Exercise directions:
List every line below that contains the word "wall", copying each such line in full. Case counts, so match only that exact capitalization.

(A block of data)
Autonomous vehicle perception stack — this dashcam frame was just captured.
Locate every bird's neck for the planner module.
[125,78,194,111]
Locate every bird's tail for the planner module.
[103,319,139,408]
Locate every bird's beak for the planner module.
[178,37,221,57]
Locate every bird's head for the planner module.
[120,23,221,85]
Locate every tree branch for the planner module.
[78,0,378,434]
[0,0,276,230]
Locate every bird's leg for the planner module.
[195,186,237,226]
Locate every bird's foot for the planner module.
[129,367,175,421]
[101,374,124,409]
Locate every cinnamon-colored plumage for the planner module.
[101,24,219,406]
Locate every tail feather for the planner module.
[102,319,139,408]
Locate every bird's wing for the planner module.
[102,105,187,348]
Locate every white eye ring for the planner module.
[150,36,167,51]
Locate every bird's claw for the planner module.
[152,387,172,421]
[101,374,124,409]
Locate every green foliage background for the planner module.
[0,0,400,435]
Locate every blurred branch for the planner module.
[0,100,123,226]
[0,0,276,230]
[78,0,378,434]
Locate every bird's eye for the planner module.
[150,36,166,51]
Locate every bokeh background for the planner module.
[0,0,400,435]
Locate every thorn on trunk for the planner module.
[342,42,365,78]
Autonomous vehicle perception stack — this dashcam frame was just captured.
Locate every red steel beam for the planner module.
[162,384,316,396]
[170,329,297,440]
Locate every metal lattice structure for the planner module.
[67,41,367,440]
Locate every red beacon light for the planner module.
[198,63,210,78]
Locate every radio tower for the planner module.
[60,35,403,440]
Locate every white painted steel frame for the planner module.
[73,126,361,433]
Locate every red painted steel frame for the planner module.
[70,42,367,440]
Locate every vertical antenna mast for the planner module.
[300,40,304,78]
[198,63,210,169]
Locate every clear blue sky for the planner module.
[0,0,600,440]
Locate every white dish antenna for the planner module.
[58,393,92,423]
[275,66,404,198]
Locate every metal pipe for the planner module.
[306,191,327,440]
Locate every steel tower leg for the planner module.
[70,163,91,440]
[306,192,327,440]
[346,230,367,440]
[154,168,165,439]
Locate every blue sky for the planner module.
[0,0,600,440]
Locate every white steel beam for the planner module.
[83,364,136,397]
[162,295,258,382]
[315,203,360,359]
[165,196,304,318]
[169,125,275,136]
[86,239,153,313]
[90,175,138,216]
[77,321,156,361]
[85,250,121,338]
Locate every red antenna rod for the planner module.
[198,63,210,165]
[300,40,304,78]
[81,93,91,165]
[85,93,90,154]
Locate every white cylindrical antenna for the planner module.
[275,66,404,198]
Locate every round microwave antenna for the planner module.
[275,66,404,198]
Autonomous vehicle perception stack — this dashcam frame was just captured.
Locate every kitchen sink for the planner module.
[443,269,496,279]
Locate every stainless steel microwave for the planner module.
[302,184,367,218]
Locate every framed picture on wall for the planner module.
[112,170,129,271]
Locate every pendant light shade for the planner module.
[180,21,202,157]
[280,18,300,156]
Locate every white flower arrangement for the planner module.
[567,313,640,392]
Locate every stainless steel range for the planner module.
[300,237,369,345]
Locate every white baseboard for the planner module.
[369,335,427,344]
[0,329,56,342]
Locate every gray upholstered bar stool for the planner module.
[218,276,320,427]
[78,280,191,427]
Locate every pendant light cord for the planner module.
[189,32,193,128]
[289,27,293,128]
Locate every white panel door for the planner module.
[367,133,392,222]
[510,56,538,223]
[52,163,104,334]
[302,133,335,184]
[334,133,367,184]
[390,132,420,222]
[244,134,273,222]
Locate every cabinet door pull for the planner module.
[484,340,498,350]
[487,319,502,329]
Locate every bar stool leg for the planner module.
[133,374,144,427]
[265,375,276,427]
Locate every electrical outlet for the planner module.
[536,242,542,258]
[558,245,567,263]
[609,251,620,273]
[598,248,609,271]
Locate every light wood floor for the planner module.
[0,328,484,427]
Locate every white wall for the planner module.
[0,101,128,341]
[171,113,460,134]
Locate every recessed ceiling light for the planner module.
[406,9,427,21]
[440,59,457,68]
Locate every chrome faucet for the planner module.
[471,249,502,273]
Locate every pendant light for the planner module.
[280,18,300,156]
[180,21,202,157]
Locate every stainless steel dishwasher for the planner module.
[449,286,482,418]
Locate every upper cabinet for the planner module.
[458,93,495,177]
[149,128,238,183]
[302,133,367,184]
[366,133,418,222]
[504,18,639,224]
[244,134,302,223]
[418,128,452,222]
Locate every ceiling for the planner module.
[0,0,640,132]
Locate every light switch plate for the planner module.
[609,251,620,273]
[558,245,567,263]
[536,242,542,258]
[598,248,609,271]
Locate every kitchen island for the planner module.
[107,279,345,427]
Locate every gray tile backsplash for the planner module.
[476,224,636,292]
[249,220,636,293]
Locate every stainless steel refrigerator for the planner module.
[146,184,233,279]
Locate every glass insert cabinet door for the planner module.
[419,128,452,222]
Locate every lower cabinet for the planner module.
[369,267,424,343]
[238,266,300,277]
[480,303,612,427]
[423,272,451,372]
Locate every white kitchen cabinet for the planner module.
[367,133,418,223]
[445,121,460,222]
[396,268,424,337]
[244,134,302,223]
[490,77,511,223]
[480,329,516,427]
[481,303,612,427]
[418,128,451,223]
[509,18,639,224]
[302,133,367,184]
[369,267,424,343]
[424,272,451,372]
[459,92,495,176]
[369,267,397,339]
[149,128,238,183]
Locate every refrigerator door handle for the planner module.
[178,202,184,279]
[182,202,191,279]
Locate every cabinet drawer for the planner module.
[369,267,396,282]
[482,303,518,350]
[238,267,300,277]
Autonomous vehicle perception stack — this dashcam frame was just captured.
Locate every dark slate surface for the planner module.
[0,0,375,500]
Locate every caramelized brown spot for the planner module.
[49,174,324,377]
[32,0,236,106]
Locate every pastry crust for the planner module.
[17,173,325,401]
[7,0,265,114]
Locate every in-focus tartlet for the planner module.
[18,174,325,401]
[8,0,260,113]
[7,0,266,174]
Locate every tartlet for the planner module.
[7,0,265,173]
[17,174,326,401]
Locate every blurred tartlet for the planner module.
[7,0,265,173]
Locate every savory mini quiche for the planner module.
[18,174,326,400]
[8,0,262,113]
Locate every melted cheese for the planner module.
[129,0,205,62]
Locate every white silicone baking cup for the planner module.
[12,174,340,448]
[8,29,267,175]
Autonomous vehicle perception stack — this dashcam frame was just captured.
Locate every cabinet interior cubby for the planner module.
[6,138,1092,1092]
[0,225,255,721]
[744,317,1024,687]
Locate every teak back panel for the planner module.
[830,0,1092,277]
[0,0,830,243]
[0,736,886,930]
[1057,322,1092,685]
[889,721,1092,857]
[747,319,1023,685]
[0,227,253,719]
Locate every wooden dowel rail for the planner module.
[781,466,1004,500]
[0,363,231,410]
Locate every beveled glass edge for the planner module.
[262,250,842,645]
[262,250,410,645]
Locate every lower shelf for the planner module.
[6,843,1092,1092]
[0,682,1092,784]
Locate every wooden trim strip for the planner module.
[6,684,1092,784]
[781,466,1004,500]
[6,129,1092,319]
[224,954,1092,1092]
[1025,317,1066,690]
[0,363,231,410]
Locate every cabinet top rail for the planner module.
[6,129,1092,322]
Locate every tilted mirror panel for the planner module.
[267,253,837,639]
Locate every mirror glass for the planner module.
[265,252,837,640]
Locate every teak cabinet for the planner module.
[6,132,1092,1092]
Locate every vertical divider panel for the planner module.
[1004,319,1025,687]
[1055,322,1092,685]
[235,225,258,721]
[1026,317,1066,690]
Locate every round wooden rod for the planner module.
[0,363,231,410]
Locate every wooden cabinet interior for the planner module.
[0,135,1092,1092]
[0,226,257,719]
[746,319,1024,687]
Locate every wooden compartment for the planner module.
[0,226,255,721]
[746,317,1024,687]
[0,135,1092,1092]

Expected answer:
Locate every framed picture on wall for the planner module.
Locate every white wall for the planner module.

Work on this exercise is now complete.